Internet and Infrastructure: Internet is obviously vital for anyone who needs to be online to conduct their work but there are varying levels of speed, consistency, and bandwidth. If you’re working remotely for a company where you have to be online and available during specific times or you’re a freelancer that has prescheduled client Skype calls, ensuring that you have a reliable connection is imperative or you may not find yourself a Digital Nomad for long. Best to choose a tried and tested destination rather than choosing an off-the-beaten path spot.

Safety: This can sometimes be an afterthought but should really be your number one priority. Nomad List includes safety metrics in their city overviews, which is a very beneficial feature. It’s going to be difficult to be productive if you’re constantly on edge in your surroundings.

Weather: For some weather doesn’t really matter much but for others, like me, it’s one of the most important factors in choosing a new workplace. Maybe try Thailand if you’re really into beaches, or Indonesia if surfing is more your thing. If you like snow, central or eastern Europe or Japan might be your best bets. This is your chance to chose where you want to live so pick a place that won’t make you depressed if the weather is not something you enjoy.

Access to Travel: One of the top perks of being a digital nomad is that it opens up opportunities for further travel. When you move to a new country, you inevitably give yourself a whole world of places to explore during your free time. Another plus of heading to a destination that has a thriving digital nomad community is that you can find other likeminded travel partners up for a similar adventure.

Visa Requirements: An area that is often an afterthought but is critical to be aware of are the entry requirements, conditions for working, and stay limitations of wherever you intend to go. Many digital nomad hotspots are beginning to crackdown on expats who don’t engage in traditional work in the country and therefore do not pay taxes. Alternatively, to attract entrepreneurs and freelancers, some countries have developed visas and permits aimed specifically at business owners, entrepreneurs, or digital nomads. Your nationality impacts where you can go and for how long, so do your research as part of your planning process.

Short problem 1 – Reproduce word for word the part of the digital nomad tips that starts at "Internet and Infrastructure: Internet" and ends after "off-the-beaten path spot.".

Data in this exercise –
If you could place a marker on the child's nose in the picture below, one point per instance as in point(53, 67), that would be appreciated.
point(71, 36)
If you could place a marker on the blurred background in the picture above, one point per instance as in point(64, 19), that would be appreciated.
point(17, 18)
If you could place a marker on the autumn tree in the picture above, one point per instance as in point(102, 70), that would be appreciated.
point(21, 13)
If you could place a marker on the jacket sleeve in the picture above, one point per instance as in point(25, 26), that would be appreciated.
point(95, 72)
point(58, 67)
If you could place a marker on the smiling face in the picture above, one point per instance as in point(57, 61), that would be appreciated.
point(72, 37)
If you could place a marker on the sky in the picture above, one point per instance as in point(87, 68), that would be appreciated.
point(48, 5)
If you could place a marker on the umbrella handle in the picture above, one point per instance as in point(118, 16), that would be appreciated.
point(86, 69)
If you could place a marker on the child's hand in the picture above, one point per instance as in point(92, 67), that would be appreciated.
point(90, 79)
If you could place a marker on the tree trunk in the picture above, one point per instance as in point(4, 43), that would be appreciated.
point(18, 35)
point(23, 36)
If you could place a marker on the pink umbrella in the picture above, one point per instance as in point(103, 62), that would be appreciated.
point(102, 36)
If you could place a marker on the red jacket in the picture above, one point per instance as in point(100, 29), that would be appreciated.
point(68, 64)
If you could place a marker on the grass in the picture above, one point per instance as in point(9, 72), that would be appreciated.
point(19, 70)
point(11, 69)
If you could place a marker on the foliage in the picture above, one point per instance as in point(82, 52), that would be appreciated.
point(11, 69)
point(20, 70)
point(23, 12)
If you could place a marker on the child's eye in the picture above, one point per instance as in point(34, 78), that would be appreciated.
==
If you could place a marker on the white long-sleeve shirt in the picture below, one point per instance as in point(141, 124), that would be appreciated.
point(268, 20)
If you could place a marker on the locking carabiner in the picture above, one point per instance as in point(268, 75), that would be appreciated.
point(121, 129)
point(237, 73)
* * *
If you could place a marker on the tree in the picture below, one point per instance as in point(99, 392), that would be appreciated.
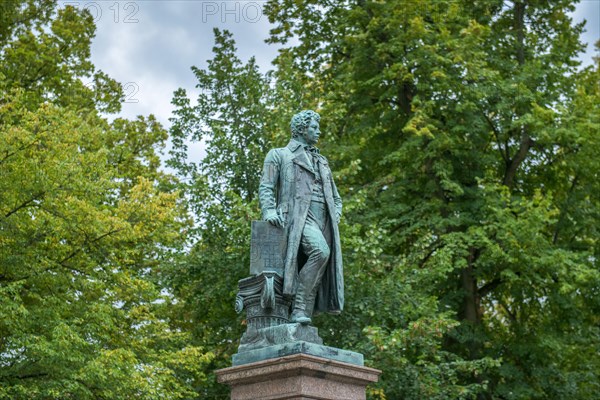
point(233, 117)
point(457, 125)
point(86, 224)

Short problem 2 – In the listing, take the lines from the one containing "If you could place a marker on the blurred" through the one containing "point(86, 69)", and change every "that would be appreciated" to "that would be helpful" with nothing else altered. Give back only those lines.

Written solution 1 –
Internet and Infrastructure: Internet is obviously vital for anyone who needs to be online to conduct their work but there are varying levels of speed, consistency, and bandwidth. If you’re working remotely for a company where you have to be online and available during specific times or you’re a freelancer that has prescheduled client Skype calls, ensuring that you have a reliable connection is imperative or you may not find yourself a Digital Nomad for long. Best to choose a tried and tested destination rather than choosing an off-the-beaten path spot.

Written solution 2 –
If you could place a marker on the blurred background in the picture above, one point per instance as in point(64, 19), that would be helpful.
point(17, 18)
If you could place a marker on the autumn tree in the picture above, one point per instance as in point(102, 70), that would be helpful.
point(21, 13)
If you could place a marker on the jacket sleeve in the picture above, one point per instance as in point(25, 26), that would be helpful.
point(95, 72)
point(58, 67)
If you could place a marker on the smiling face in the picture above, one point per instance as in point(57, 61), that would be helpful.
point(72, 37)
If you could place a marker on the sky in the picture above, one point per instance as in point(87, 68), that would be helpful.
point(48, 5)
If you could place a marker on the umbrella handle in the picture above, one point per instance as in point(118, 16), that would be helpful.
point(86, 69)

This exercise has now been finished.